:: ACTIVITY ::
Please print the data again exactly as given.

----------

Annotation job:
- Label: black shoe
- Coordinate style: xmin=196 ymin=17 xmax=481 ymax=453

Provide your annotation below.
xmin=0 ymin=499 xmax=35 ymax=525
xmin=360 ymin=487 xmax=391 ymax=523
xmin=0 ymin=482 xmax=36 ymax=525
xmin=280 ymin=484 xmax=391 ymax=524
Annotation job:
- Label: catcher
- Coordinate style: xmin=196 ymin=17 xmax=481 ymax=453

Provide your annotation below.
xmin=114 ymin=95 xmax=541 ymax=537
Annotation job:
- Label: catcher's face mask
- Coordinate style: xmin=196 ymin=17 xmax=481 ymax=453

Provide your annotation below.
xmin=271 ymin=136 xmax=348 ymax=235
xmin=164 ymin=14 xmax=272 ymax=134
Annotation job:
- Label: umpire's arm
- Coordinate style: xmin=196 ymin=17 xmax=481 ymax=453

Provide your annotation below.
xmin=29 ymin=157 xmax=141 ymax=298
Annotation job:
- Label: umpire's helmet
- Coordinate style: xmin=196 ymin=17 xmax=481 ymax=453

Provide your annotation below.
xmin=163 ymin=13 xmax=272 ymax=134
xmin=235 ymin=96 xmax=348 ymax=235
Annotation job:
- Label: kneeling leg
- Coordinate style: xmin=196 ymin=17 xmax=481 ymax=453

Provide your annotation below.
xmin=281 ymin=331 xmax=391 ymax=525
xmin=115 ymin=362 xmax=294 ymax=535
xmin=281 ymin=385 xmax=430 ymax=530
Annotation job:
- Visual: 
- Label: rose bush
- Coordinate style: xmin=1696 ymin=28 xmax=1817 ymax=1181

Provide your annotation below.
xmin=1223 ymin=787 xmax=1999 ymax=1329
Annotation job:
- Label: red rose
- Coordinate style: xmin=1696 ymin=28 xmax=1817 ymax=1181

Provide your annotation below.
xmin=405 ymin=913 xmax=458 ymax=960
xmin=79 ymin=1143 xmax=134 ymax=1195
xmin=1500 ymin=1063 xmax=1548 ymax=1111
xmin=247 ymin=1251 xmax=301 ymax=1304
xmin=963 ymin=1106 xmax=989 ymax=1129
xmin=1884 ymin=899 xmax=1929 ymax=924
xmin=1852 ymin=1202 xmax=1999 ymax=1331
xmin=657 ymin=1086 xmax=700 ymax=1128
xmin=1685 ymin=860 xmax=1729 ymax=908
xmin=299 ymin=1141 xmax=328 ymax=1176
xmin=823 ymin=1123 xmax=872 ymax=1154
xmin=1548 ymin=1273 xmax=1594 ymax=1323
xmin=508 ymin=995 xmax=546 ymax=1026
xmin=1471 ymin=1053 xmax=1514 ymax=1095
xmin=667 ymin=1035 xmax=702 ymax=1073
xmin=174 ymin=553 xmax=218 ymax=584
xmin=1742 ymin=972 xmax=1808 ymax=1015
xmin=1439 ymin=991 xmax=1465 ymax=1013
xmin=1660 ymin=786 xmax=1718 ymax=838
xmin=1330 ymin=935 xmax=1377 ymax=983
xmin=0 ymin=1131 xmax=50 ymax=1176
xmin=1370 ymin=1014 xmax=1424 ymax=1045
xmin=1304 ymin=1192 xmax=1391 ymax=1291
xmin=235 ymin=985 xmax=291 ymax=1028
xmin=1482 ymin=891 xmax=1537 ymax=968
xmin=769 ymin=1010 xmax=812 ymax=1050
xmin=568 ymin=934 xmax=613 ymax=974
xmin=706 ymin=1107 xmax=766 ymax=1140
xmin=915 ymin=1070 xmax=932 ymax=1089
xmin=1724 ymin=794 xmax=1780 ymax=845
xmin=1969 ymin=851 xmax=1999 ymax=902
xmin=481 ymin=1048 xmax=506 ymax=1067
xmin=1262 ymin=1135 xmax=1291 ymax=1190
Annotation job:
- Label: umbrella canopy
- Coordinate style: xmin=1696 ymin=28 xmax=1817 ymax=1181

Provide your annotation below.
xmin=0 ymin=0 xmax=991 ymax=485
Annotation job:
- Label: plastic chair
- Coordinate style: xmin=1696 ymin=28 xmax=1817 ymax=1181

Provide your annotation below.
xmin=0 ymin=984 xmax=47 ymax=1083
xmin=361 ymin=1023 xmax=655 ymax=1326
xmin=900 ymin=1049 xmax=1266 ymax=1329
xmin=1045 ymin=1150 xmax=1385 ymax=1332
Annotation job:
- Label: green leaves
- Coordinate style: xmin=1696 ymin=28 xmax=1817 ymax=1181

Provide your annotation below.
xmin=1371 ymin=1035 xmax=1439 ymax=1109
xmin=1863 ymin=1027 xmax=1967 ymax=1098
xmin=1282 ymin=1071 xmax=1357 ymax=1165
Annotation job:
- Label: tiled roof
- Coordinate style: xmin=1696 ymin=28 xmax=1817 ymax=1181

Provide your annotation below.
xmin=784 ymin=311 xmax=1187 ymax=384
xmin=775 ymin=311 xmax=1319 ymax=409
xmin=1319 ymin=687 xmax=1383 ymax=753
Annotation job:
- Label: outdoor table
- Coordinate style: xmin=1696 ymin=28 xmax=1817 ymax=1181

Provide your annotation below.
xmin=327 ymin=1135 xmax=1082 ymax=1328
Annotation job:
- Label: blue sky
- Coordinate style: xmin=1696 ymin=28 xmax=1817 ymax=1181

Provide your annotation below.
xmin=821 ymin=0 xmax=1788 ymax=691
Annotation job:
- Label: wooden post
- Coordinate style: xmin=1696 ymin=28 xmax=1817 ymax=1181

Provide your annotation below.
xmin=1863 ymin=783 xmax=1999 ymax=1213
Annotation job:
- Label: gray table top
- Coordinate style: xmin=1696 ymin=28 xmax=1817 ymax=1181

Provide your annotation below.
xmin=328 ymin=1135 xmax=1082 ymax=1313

----------

:: OUTPUT FOR THIS EXERCISE ::
Annotation job:
- Label: black shoe
- Coordinate style: xmin=196 ymin=17 xmax=481 ymax=453

Provide your annotation below.
xmin=0 ymin=499 xmax=35 ymax=525
xmin=360 ymin=487 xmax=391 ymax=523
xmin=0 ymin=482 xmax=36 ymax=525
xmin=280 ymin=484 xmax=391 ymax=524
Annotation job:
- Label: catcher
- Coordinate style: xmin=196 ymin=17 xmax=481 ymax=453

Provide your annotation below.
xmin=114 ymin=95 xmax=541 ymax=537
Annotation job:
- Label: catcher's face mask
- Coordinate style: xmin=196 ymin=17 xmax=481 ymax=453

Provide your annotation below.
xmin=271 ymin=136 xmax=348 ymax=235
xmin=164 ymin=14 xmax=272 ymax=134
Annotation job:
- Label: umpire's arm
- Coordinate style: xmin=196 ymin=17 xmax=481 ymax=453

Provide your annotation below.
xmin=29 ymin=157 xmax=141 ymax=298
Annotation job:
- Label: umpire's helmet
- Coordinate style: xmin=196 ymin=17 xmax=481 ymax=453

Provide your annotation below.
xmin=163 ymin=13 xmax=272 ymax=134
xmin=235 ymin=96 xmax=348 ymax=235
Annotation job:
- Label: kneeling leg
- Coordinate style: xmin=196 ymin=17 xmax=481 ymax=453

Provide your annotation below.
xmin=281 ymin=331 xmax=391 ymax=525
xmin=115 ymin=362 xmax=294 ymax=535
xmin=281 ymin=385 xmax=430 ymax=530
Annotation job:
- Visual: 
- Label: rose bush
- Coordinate style: xmin=1696 ymin=28 xmax=1817 ymax=1181

Provide your annotation below.
xmin=1223 ymin=787 xmax=1999 ymax=1329
Annotation job:
- Label: red rose
- Coordinate style: xmin=1696 ymin=28 xmax=1817 ymax=1181

Provide your annotation below.
xmin=405 ymin=913 xmax=458 ymax=960
xmin=79 ymin=1143 xmax=134 ymax=1195
xmin=1500 ymin=1063 xmax=1548 ymax=1111
xmin=247 ymin=1251 xmax=301 ymax=1304
xmin=963 ymin=1106 xmax=989 ymax=1129
xmin=1884 ymin=899 xmax=1929 ymax=924
xmin=1852 ymin=1202 xmax=1999 ymax=1331
xmin=657 ymin=1086 xmax=700 ymax=1128
xmin=1685 ymin=860 xmax=1729 ymax=908
xmin=299 ymin=1141 xmax=328 ymax=1176
xmin=823 ymin=1123 xmax=872 ymax=1154
xmin=1548 ymin=1273 xmax=1594 ymax=1323
xmin=508 ymin=995 xmax=546 ymax=1026
xmin=1471 ymin=1053 xmax=1514 ymax=1095
xmin=667 ymin=1035 xmax=702 ymax=1073
xmin=174 ymin=553 xmax=218 ymax=584
xmin=1742 ymin=972 xmax=1808 ymax=1015
xmin=1439 ymin=991 xmax=1465 ymax=1013
xmin=1660 ymin=786 xmax=1718 ymax=838
xmin=1330 ymin=935 xmax=1377 ymax=983
xmin=0 ymin=1131 xmax=50 ymax=1176
xmin=1370 ymin=1014 xmax=1424 ymax=1045
xmin=1304 ymin=1192 xmax=1391 ymax=1291
xmin=235 ymin=985 xmax=291 ymax=1028
xmin=1482 ymin=891 xmax=1537 ymax=968
xmin=769 ymin=1010 xmax=812 ymax=1050
xmin=568 ymin=934 xmax=613 ymax=974
xmin=706 ymin=1107 xmax=766 ymax=1140
xmin=915 ymin=1070 xmax=932 ymax=1089
xmin=1724 ymin=794 xmax=1780 ymax=845
xmin=1969 ymin=851 xmax=1999 ymax=902
xmin=481 ymin=1048 xmax=506 ymax=1067
xmin=1262 ymin=1135 xmax=1291 ymax=1190
Annotation job:
- Label: umbrella canopy
- Coordinate style: xmin=1696 ymin=28 xmax=1817 ymax=1181

Provide your annotation below.
xmin=0 ymin=0 xmax=991 ymax=485
Annotation job:
- Label: plastic chair
- Coordinate style: xmin=1696 ymin=28 xmax=1817 ymax=1181

Provide your annotation below.
xmin=0 ymin=984 xmax=47 ymax=1083
xmin=361 ymin=1023 xmax=655 ymax=1326
xmin=900 ymin=1049 xmax=1266 ymax=1329
xmin=1045 ymin=1150 xmax=1385 ymax=1332
Annotation job:
- Label: green leaves
- Coordinate style: xmin=1696 ymin=28 xmax=1817 ymax=1181

Provide your annotation below.
xmin=1371 ymin=1035 xmax=1439 ymax=1109
xmin=1863 ymin=1027 xmax=1967 ymax=1098
xmin=1282 ymin=1071 xmax=1357 ymax=1165
Annotation job:
- Label: tiled roof
- Coordinate style: xmin=1696 ymin=28 xmax=1817 ymax=1181

Provide your annotation below.
xmin=784 ymin=311 xmax=1187 ymax=384
xmin=775 ymin=311 xmax=1319 ymax=409
xmin=1319 ymin=687 xmax=1383 ymax=753
Annotation job:
- Label: outdoor table
- Coordinate style: xmin=1696 ymin=28 xmax=1817 ymax=1181

Provide your annotation below.
xmin=327 ymin=1135 xmax=1082 ymax=1328
Annotation job:
- Label: blue sky
- Coordinate style: xmin=1696 ymin=28 xmax=1817 ymax=1181

Provide your annotation below.
xmin=821 ymin=0 xmax=1788 ymax=691
Annotation job:
- Label: wooden post
- Coordinate style: xmin=1696 ymin=28 xmax=1817 ymax=1181

Provide your annotation below.
xmin=1863 ymin=783 xmax=1999 ymax=1213
Annotation job:
- Label: gray table top
- Coordinate style: xmin=1696 ymin=28 xmax=1817 ymax=1181

Provide your annotation below.
xmin=328 ymin=1135 xmax=1082 ymax=1313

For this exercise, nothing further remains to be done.